### TEXTO FORNECIDO
##########
Garantir que a operação esteja em pleno funcionamento, mesmo que a unidade esteja sujeita a um evento climático severo, está no radar das equipes do Einstein diariamente.

“Precisamos estar atentos aos nossos riscos reais. Com a queda de energia, por exemplo, preciso me certificar da capacidade dos meus geradores. Vias interditadas impedem a chegada de suprimentos, dos profissionais de saúde e de pacientes. Temos que reforçar nossa resiliência para manter a operação funcionando mesmo em condições climáticas extremas”, explica Schettino. Um exemplo de como os eventos climáticos têm mudado a realidade do Einstein foi a alteração do local de armazenamento de parte dos gases medicinais, que antes ficavam no subsolo, para andares mais altos, devido à possibilidade de enchentes.

Vital lembra que, ainda no campo da logística, as instituições devem considerar não apenas o abastecimento, como também a retirada de resíduos e os serviços de lavanderia. “Cada vez mais os hospitais são dependentes desses serviços externos, mas que são passíveis de interrupções diante da interrupção do acesso ao hospital ou à unidade de serviço.  

A busca por soluções demanda urgência

Para o professor e diretor do Núcleo de Sustentabilidade da Fundação Dom Cabral (FDC), Heiko Spitzeck, as soluções para o futuro da saúde diante dos eventos climáticos passam, primeiro, por ações preventivas e por uma atuação em conjunto com outros atores desse ecossistema, educando e alertando a população sobre riscos de saúde e comportamentos adequados.

“Quanto mais a população souber lidar com as mudanças, menos hospitalizações teremos, menos a infraestrutura chegará ao limite da capacidade. A pandemia já nos mostrou a importância disso. Outro ponto que destaco é aumentar as capacidades e se preparar para a demanda que chegará. Isso deve ser feito em colaboração com outras instituições do setor de saúde e por meio de planos coordenados. Por fim, o setor deve ser figura ativa na articulação com demais atores para colocar a pauta climática nos processos políticos, evitando assim um futuro ainda mais prejudicial para a saúde.”
##########
### MATERIAL EXTRAÍDO
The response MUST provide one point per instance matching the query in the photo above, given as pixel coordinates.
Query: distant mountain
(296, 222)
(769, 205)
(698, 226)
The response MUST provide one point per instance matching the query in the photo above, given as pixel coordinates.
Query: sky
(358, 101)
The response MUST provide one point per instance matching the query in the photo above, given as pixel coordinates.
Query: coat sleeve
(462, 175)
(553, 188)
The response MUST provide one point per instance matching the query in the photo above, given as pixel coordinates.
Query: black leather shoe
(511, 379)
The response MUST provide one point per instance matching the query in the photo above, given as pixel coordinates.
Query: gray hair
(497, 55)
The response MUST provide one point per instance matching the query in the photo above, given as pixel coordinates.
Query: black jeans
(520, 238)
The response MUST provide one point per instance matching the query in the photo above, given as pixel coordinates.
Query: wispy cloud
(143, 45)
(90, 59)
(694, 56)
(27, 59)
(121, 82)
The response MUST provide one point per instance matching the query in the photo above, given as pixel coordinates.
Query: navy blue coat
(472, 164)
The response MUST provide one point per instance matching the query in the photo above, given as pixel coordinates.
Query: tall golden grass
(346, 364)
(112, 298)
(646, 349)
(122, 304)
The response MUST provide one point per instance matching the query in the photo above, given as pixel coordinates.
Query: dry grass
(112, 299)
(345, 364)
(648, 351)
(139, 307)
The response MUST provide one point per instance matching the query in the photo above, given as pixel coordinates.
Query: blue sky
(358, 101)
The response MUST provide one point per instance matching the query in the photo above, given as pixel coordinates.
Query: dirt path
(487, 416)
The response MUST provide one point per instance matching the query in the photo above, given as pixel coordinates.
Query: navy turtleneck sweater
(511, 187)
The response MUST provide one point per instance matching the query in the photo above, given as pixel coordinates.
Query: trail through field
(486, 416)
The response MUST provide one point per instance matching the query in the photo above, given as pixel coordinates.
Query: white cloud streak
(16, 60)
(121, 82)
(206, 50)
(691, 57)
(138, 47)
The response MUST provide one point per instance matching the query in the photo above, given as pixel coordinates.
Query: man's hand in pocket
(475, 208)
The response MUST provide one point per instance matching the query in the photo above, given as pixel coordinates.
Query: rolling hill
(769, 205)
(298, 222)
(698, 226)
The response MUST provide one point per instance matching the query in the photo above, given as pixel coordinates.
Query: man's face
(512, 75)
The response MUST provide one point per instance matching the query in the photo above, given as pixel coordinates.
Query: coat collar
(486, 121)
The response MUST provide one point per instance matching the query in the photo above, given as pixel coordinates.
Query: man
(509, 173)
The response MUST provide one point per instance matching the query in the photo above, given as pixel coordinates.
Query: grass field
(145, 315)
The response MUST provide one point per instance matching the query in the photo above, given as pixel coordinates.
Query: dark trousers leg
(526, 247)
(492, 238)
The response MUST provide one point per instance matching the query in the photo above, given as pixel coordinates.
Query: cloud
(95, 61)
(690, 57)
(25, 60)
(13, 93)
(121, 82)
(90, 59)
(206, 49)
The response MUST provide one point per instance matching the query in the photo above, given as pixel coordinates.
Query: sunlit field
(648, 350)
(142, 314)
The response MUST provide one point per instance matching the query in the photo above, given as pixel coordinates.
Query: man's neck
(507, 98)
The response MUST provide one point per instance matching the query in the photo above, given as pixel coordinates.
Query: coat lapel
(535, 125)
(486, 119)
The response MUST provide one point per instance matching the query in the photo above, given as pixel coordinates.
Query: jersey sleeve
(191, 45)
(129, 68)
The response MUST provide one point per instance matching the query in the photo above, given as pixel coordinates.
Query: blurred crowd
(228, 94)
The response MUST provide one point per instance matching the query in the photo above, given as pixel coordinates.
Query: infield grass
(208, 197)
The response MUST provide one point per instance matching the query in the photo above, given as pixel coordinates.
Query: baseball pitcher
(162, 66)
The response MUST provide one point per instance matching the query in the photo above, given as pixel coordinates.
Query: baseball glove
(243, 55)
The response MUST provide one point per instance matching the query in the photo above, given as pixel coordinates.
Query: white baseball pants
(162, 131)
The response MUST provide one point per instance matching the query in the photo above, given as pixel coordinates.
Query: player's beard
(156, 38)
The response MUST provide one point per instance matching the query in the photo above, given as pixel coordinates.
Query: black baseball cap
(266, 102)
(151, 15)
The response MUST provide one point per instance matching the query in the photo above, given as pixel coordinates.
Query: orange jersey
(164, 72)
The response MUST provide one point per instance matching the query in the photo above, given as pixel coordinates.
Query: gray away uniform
##########
### TAREFA 1
Responda com base no texto sobre hospitais e eventos climáticos:
(a) Para onde foi levada parte dos gases medicinais do Einstein, e por qual motivo?
(b) Além do abastecimento, que serviços Vital diz que as instituições devem considerar na logística?
(c) Que cargo Heiko Spitzeck ocupa na Fundação Dom Cabral?
### TAREFA 2
Retome o texto sobre hospitais e eventos climáticos logo após a última frase apresentada.

### RESULTADO DA TAREFA 1
(a) Parte dos gases medicinais saiu do subsolo e foi para andares mais altos, devido à possibilidade de enchentes.
(b) A retirada de resíduos e os serviços de lavanderia.
(c) Ele é professor e diretor do Núcleo de Sustentabilidade da Fundação Dom Cabral (FDC).

### RESULTADO DA TAREFA 2
Spitzeck também destaca o papel da inteligência artificial nesse cenário. “A ferramenta pode contribuir para a avaliação de riscos regionais, para a criação de cenários e simulação de respostas a vários deles. Quanto mais dados disponíveis, melhor. Armados com esses dados e cenários, os hospitais podem colocar planos de ação que permitem à organização estar mais preparada para crises.”

Para Vital, a medida mais efetiva que uma organização de saúde pode tomar para reduzir o risco para a sua sobrevivência é se movimentar para fazer valer, junto aos governantes e aos demais setores produtivos, a mensagem da urgência nas medidas de redução das emissões de gases de efeito estufa e enfrentamento das causas que levam às mudanças climáticas.

No entanto, ele destaca também que cabe avançar em soluções inovadoras, especialmente no campo da energia, como nos sistemas de geração fotovoltaica de alto rendimento e nas novas gerações de bancos de baterias, assim como na transição da geração de emergência abastecida por hidrogênio, que está muito próxima de se viabilizar comercialmente. Em relação à água, sistemas de purificação e de reuso apresentam grande potencial, contribuindo para a resiliência da infraestrutura de saúde.

“Acima de todas as soluções de abastecimento, é fundamental desenvolver a eficiência hídrica e energética, uma revolução que passa por todas as áreas e processos da instituição de saúde e que terá papel decisivo, não apenas nos casos de eventos extremos, como no estabelecimento de novos patamares de operações sustentáveis compatíveis com as necessidades impostas pelas mudanças climáticas”, complementa ele.

Os impactos que as mudanças climáticas têm causado na saúde das populações têm acendido um sinal de alerta nas instituições, que estão buscando formas de se adaptar a essa nova realidade. O cenário atual exige que elas estejam preparadas tanto para atender às vítimas dos eventos, quanto as doenças relacionadas a eles, como aquelas transmitidas pela água contaminada e, por fim, aos pacientes que começam a ter seu quadro de saúde agravado pela falta de acesso aos hospitais. Junte-se tudo isso e chegamos a um resultado: o sistema de saúde tem que ser resiliente e criativo para se manter sustentável no futuro.